◆ What to do ◆
a: Please decide whether each statement below agrees with the Adıvar biography, answering yes or no and quoting the words of the text that decide it: (i) Adnan was born in Gallipoli. (ii) Adnan went to Vienna to specialize in internal medicine. (iii) The Progressive Republican Party was abolished in 1925.
b: Reproduce the stretch of the Adıvar biography from "Abdülhak Adnan Adıvar" through "Vefa High School).".
c: In the Adıvar biography, what is the name of the first Ottoman science academy?

◆ Supplied passage ◆
__________________________________________________

Turkish politician (1882–1955)

Abdülhak Adnan Adıvar (1882 – 1 July 1955), also known as Adnan Bey, was a Turkish politician, writer, historian, and medical doctor. He undertook original research and wrote on the history of science. He was also an early supporter of the nascent feminist movement.

==Biography==
Abdülhak Adnan (he adopted the surname Adıvar later) was born in Gallipoli on 6 October 1882 to a Turkish family. His family tree included Aziz Mahmud Hüdayi, a 17th-century Sufi leader who lived in the Üsküdar district of Istanbul. Adnan's father, Mektubizade Bahai Efendi, was a jurist, and his grandfather, Abdülaziz Efendi, was a member of the Encümen-i Daniş, the first Ottoman science academy. Adnan was first schooled at the Numune-i Terakki Mektebi (School of Exemplary Progress), then he enrolled at the Dersaadet Idadisi (today's Vefa High School).

After graduating from the Medical Faculty in 1905, Adnan left for Berlin to specialize in internal medicine. Following the proclamation of the second Ottoman Constitution in 1908, he came back to Istanbul. As he was close to the Young Turks, who had just taken power, he was appointed director of the Medical Faculty at the age of 30. He served in the Red Crescent in Tripoli during the Italo-Turkish War and participated in the Balkan Wars and World War I. In 1917 he married the novelist Halide Edip, who was at the time teaching in Lebanon. According to Armenian genocide survivor Harutyun Alboyajyan, Adnan helped bring Armenian orphans to the orphanage at Collège Saint Joseph in Antoura, overseen by Halide Edip, where they were forcibly converted to Islam and Turkified. Both Adnan and his wife joined the side of Mustafa Kemal (later known as Atatürk) during the Turkish War of Independence. In 1918, when foreign armies occupied Istanbul and the British were deporting Ottoman intellectuals to Malta, he avoided arrest by joining the Kemalist forces in Anatolia. In Ankara, Adnan was named Minister of Health, Ministry of Internal Affairs and the vice president of the National Assembly between 1920 and 1923.

Later he parted ways with Kemal, disagreeing with the new direction the young republic was taking. He opposed the powers given to Kemal by the parliament, fearing that he was going to become a dictator. He founded the short-lived opposition Progressive Republican Party with Ali Fuat Cebesoy, Kâzım Karabekir, Refet Bele and Rauf Orbay. He became the secretary general of the party and did not hesitate to criticize the government. The party was abolished in 1925 on the argument that it backed Sheikh Said Rebellion against the government. Disappointed, after a year of serving as an independent representative, Adıvar left for Vienna to accompany his wife who needed to undergo medical treatment. He was alleged to have been involved in an attempt on Atatürk's life, and even though he was cleared of any wrongdoing, he stayed in exile until 1939. While abroad, he seems to have developed an interest in philosophy and history of science.

__________________________________________________

◆ Recorded data ◆
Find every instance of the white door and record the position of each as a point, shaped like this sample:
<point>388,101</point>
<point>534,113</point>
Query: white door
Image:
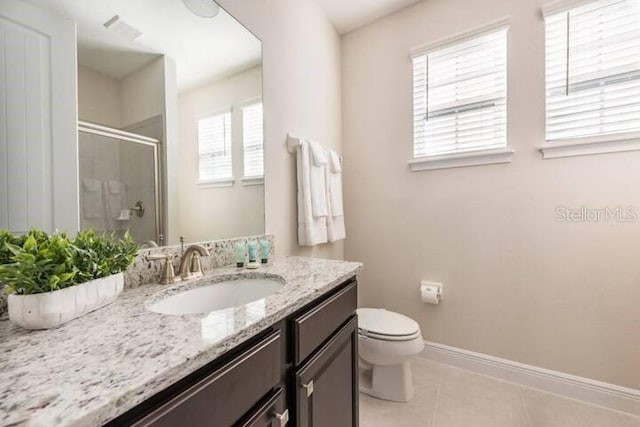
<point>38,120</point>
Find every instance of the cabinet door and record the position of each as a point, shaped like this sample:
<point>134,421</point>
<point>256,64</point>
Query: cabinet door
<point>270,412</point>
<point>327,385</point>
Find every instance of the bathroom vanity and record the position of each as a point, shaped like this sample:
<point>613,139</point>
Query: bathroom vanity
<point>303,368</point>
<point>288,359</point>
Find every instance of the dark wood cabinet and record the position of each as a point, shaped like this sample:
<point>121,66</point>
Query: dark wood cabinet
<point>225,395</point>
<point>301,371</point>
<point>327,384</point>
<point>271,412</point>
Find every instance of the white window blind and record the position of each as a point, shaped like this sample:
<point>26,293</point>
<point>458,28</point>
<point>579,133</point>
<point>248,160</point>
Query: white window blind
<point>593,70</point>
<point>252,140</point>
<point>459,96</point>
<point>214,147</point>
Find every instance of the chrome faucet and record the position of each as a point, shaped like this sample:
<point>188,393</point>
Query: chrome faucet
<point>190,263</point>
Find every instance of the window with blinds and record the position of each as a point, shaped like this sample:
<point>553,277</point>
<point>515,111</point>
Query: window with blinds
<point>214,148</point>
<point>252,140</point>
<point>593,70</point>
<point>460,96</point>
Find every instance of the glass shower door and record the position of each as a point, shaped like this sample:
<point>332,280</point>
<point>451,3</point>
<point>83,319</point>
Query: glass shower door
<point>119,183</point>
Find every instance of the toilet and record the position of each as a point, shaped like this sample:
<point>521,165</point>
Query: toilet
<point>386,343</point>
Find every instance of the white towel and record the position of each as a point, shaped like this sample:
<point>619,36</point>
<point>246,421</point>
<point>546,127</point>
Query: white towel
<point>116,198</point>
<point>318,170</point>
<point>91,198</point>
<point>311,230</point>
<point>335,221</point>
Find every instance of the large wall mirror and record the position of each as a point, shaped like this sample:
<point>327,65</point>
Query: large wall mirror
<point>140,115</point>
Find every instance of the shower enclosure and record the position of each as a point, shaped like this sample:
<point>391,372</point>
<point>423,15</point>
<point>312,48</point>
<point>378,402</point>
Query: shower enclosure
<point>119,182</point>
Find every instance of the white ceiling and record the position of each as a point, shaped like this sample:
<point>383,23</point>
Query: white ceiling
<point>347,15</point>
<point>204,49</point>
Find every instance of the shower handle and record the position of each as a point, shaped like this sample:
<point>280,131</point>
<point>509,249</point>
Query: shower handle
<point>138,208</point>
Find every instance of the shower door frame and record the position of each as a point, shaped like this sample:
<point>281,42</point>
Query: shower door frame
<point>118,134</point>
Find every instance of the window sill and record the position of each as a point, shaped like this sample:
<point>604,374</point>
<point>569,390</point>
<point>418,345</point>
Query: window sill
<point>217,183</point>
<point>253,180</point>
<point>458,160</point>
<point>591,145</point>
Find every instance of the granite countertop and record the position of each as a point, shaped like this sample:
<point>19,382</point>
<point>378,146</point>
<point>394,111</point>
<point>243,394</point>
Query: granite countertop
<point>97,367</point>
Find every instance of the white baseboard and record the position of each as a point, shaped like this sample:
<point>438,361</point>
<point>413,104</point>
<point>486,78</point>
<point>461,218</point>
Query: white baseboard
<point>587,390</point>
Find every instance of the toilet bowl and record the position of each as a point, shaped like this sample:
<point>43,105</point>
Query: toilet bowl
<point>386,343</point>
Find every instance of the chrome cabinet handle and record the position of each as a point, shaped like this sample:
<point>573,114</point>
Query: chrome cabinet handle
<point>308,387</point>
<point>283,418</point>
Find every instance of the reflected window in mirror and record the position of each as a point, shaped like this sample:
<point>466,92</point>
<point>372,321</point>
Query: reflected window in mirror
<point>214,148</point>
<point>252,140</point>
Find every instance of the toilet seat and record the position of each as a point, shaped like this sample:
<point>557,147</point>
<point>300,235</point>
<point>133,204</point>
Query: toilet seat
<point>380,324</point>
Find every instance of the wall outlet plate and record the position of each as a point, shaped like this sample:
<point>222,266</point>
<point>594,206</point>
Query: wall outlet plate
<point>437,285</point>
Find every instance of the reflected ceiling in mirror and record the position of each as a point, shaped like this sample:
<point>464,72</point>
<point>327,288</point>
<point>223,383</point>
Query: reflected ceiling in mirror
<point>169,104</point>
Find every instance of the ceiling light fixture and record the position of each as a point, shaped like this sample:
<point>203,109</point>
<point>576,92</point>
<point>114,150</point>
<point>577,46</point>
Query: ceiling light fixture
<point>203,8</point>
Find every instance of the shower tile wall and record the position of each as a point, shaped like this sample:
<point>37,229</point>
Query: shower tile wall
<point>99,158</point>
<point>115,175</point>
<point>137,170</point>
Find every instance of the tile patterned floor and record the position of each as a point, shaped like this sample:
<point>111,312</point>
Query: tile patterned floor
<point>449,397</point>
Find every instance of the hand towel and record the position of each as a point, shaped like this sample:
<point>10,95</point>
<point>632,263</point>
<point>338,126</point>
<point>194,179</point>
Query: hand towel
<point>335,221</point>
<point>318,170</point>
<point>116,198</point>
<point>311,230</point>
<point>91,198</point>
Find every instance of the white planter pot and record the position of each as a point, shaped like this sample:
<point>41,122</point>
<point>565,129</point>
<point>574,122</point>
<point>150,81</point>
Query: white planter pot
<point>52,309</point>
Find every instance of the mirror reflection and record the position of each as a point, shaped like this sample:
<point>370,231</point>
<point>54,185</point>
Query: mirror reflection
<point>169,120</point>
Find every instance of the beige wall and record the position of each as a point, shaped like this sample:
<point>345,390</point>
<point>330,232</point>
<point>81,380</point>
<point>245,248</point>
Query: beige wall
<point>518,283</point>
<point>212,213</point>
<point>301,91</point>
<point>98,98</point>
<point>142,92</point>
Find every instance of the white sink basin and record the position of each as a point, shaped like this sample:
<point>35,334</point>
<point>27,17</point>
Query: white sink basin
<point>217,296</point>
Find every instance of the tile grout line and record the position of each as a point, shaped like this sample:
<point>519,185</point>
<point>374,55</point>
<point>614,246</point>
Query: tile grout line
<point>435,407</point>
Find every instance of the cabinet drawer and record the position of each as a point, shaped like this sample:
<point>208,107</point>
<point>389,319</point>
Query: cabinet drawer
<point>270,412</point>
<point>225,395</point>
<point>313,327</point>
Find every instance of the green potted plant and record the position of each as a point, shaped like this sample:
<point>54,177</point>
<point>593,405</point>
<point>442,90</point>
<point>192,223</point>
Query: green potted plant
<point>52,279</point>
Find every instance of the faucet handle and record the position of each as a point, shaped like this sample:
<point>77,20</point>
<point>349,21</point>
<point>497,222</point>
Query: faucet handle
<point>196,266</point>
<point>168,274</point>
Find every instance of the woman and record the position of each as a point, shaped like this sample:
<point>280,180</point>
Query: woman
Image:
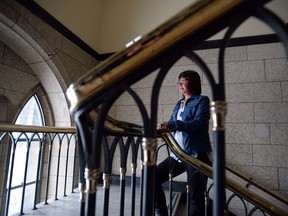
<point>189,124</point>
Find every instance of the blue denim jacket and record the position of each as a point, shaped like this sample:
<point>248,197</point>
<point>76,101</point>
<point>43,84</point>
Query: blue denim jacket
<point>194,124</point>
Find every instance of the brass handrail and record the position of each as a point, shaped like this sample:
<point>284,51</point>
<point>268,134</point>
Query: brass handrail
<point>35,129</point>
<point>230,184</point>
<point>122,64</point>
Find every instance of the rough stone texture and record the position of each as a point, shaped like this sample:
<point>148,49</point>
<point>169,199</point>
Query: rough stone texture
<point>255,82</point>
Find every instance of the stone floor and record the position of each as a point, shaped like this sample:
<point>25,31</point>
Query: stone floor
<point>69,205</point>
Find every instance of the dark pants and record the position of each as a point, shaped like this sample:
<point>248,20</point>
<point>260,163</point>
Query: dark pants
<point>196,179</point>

__________________________________________________

◆ Results of the tasks ◆
a:
(i) Yes: "was born in Gallipoli on 6 October 1882"
(ii) No: "Adnan left for Berlin to specialize in internal medicine"
(iii) Yes: "The party was abolished in 1925"

b:
Abdülhak Adnan Adıvar (1882 – 1 July 1955), also known as Adnan Bey, was a Turkish politician, writer, historian, and medical doctor. He undertook original research and wrote on the history of science. He was also an early supporter of the nascent feminist movement.

==Biography==
Abdülhak Adnan (he adopted the surname Adıvar later) was born in Gallipoli on 6 October 1882 to a Turkish family. His family tree included Aziz Mahmud Hüdayi, a 17th-century Sufi leader who lived in the Üsküdar district of Istanbul. Adnan's father, Mektubizade Bahai Efendi, was a jurist, and his grandfather, Abdülaziz Efendi, was a member of the Encümen-i Daniş, the first Ottoman science academy. Adnan was first schooled at the Numune-i Terakki Mektebi (School of Exemplary Progress), then he enrolled at the Dersaadet Idadisi (today's Vefa High School).

c: The Encümen-i Daniş.